§ TASK GOAL
With the pictures set aside, write out all of the data exactly as it stands.

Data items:

☆ ☆ ☆ ☆

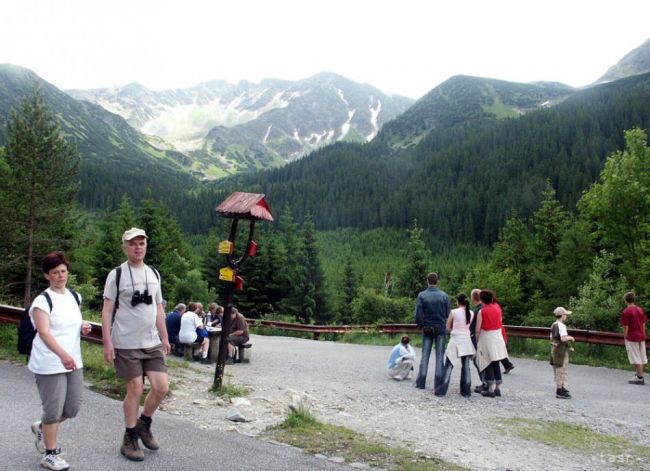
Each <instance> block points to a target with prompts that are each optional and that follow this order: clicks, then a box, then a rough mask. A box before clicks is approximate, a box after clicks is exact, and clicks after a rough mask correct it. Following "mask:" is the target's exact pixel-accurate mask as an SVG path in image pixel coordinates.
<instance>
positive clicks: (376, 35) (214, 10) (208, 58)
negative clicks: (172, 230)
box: [0, 0, 650, 98]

☆ ☆ ☆ ☆

§ FINISHED EXERCISE
Each <instance> block points to a target with prompts that are each optional and that follow this order: clicks, then a box, then a rough mask. A box before clicks is approximate, a box after clicks is exact, and clicks after a rough mask correct it. Following "mask:" is the target's exact pixel-accurate mask as an SVG path in image pixel coordinates.
<instance>
positive clicks: (376, 35) (214, 10) (208, 58)
negative clicks: (172, 230)
box: [0, 0, 650, 98]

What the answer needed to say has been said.